▶ [Problem] Exactly reproduce the line containing "Phrase: mossy tree trunk" together with every line after it, through the end of the entries, and give nothing more.

_____

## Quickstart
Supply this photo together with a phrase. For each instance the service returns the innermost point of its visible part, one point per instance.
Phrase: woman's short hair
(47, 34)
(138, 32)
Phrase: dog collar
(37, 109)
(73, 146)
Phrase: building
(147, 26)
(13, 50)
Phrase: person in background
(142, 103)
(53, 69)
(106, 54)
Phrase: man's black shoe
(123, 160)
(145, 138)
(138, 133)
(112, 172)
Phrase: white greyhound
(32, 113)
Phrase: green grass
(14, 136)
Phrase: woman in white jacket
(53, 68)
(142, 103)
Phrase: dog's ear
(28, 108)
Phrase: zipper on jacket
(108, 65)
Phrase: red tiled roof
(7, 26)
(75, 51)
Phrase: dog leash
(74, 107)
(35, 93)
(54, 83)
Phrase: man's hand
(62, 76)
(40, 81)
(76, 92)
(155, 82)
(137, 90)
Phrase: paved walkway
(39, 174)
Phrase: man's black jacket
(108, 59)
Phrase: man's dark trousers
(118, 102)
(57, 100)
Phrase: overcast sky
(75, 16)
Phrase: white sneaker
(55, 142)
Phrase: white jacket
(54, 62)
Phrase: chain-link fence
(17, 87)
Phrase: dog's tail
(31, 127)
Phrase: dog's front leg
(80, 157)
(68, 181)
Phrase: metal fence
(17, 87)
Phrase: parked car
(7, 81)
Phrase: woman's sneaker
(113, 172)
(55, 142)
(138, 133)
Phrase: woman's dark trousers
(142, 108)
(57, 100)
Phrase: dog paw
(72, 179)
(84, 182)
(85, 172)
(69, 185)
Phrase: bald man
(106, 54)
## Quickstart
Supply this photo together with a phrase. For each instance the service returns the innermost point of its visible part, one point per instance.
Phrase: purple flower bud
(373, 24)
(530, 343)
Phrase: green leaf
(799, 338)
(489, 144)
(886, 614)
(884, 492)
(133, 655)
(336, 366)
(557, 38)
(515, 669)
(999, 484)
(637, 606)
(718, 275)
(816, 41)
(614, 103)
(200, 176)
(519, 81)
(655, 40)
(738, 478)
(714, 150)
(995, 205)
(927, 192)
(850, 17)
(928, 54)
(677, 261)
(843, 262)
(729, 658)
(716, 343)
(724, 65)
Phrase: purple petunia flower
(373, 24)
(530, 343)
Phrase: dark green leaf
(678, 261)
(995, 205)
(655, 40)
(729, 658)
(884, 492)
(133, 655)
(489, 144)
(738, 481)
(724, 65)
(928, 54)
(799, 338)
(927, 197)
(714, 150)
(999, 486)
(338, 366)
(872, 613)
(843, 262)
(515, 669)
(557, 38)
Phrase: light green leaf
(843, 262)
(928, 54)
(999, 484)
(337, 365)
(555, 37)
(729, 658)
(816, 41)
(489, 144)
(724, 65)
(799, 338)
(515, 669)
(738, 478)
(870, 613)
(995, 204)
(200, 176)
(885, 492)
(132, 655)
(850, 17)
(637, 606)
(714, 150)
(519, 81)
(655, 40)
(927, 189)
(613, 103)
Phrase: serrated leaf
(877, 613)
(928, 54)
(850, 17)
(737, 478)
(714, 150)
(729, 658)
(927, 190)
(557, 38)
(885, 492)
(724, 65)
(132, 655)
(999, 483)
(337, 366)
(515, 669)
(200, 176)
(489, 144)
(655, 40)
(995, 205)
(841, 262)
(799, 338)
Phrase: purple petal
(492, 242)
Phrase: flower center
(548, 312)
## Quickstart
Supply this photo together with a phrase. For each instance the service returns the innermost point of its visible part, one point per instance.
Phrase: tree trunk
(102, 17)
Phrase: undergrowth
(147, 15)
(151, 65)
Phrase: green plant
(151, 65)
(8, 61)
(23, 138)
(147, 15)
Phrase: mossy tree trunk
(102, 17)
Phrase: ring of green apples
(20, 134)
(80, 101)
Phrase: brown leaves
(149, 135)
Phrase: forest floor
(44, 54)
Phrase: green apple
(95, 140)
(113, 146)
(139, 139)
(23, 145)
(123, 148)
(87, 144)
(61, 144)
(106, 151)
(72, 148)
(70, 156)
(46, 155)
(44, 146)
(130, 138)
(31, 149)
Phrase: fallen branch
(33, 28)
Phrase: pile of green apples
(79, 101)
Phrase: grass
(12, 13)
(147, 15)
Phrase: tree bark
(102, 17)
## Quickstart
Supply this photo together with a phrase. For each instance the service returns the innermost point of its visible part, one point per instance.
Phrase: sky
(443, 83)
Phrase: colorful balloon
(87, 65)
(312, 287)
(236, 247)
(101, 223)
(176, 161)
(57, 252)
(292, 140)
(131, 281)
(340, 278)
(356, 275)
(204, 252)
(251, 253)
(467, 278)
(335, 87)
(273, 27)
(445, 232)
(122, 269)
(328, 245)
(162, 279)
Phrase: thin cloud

_____

▶ [Reply]
Phrase: mossy tree trunk
(102, 17)
Phrase: ring of green apples
(20, 134)
(80, 101)
Phrase: brown leaves
(149, 135)
Phrase: forest floor
(44, 54)
Phrase: green apple
(95, 140)
(113, 146)
(139, 139)
(23, 145)
(123, 148)
(87, 144)
(61, 144)
(106, 151)
(72, 148)
(70, 156)
(46, 155)
(44, 146)
(130, 138)
(31, 149)
Phrase: fallen branch
(33, 28)
Phrase: pile of green apples
(79, 101)
Phrase: grass
(12, 13)
(147, 15)
Phrase: tree bark
(102, 17)
## Quickstart
Supply this photo together with a phrase. For each instance the service returns the innermost point of its visible part, one point per instance.
Phrase: sky
(443, 83)
Phrase: colorful balloon
(87, 65)
(312, 287)
(236, 247)
(101, 223)
(176, 161)
(57, 252)
(292, 140)
(131, 281)
(340, 278)
(356, 275)
(204, 252)
(251, 253)
(467, 278)
(335, 87)
(273, 27)
(445, 232)
(122, 269)
(328, 245)
(162, 279)
Phrase: thin cloud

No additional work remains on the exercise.